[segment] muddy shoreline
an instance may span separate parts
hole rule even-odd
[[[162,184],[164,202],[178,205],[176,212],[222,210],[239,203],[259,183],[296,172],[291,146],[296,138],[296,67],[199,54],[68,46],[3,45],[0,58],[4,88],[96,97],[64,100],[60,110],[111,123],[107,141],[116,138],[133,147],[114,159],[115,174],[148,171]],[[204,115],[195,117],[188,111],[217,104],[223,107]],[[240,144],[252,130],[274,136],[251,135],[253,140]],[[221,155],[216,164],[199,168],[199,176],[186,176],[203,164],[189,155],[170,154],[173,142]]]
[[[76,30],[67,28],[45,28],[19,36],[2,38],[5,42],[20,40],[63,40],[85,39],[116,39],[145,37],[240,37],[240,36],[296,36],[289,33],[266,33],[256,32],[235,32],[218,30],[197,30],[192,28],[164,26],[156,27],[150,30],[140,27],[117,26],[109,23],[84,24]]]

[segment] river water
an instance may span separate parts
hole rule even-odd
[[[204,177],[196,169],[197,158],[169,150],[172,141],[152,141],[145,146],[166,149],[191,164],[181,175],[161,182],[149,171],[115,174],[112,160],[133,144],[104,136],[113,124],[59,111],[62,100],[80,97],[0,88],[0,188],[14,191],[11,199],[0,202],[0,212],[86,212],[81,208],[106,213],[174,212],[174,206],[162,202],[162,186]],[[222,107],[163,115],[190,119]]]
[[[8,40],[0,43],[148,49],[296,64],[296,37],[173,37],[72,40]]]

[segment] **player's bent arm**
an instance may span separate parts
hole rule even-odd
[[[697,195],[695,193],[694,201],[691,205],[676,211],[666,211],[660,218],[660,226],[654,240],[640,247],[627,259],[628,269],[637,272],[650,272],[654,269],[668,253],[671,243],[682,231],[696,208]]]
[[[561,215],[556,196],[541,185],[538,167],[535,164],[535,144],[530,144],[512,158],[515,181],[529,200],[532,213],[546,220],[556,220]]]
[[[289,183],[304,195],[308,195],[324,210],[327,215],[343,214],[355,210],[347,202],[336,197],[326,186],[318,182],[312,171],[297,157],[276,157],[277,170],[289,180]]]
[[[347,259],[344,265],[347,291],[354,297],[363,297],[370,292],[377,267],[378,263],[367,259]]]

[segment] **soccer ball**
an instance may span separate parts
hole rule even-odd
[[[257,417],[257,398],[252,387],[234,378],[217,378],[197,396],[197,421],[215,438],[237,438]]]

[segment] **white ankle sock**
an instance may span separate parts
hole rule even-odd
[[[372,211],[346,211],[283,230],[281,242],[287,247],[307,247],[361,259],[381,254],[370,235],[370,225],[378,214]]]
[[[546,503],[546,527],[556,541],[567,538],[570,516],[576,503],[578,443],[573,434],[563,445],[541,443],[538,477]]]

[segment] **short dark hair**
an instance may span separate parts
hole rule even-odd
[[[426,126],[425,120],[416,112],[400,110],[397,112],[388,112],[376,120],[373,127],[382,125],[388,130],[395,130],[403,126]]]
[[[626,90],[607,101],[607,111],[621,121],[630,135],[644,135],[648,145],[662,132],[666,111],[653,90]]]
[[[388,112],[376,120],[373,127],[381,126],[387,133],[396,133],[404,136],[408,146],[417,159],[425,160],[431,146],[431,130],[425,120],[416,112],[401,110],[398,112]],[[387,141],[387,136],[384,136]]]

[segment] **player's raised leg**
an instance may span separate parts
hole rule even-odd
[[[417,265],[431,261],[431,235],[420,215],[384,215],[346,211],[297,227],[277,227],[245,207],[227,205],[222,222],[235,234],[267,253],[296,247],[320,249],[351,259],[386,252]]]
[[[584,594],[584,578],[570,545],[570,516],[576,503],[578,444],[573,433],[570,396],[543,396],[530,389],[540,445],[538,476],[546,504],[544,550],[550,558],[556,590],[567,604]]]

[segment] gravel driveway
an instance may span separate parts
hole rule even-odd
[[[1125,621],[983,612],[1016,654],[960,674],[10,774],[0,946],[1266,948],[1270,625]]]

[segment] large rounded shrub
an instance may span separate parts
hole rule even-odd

▶ _AUFGABE_:
Aktualisieren Sie die Datensätze vom Anfang bis einschließlich der Zeile, die „[[[8,40],[0,43],[148,49],[296,64],[296,37],[173,37],[72,40]]]“ enthält, indem Sie „muddy shoreline“ durch „sandy shoreline“ ersetzen. Geben Sie nur diese Zeilen wieder und lassen Sie alles Übrige unverändert.

▶ _ERGEBNIS_:
[segment] sandy shoreline
an instance may span separate parts
hole rule even-odd
[[[162,184],[164,202],[178,205],[176,212],[222,210],[239,203],[259,183],[296,172],[291,146],[296,138],[296,67],[199,54],[68,46],[3,45],[0,58],[4,88],[96,97],[64,100],[60,110],[111,123],[107,141],[116,138],[133,147],[114,159],[115,174],[148,171]],[[204,115],[195,117],[188,111],[217,104],[223,107]],[[240,144],[252,130],[274,136],[251,135],[253,140]],[[221,155],[216,164],[199,168],[199,176],[186,176],[203,164],[189,155],[170,154],[173,142]]]
[[[76,30],[67,28],[45,28],[19,36],[2,38],[5,42],[20,40],[63,40],[85,39],[116,39],[145,37],[240,37],[240,36],[296,36],[289,33],[266,33],[256,32],[235,32],[218,30],[197,30],[192,28],[164,26],[156,27],[150,30],[140,27],[117,26],[109,23],[84,24]]]

[segment] river water
an instance may span separate parts
hole rule even-odd
[[[204,177],[196,169],[197,158],[169,150],[172,141],[152,141],[145,146],[166,149],[191,164],[181,175],[161,182],[149,171],[115,174],[112,160],[133,144],[104,136],[113,124],[59,111],[62,100],[80,97],[0,88],[0,188],[14,191],[11,199],[0,202],[0,212],[86,212],[81,208],[106,213],[174,212],[174,206],[162,202],[162,186]],[[222,107],[163,115],[190,119]]]
[[[8,40],[0,43],[148,49],[296,64],[296,37],[173,37],[72,40]]]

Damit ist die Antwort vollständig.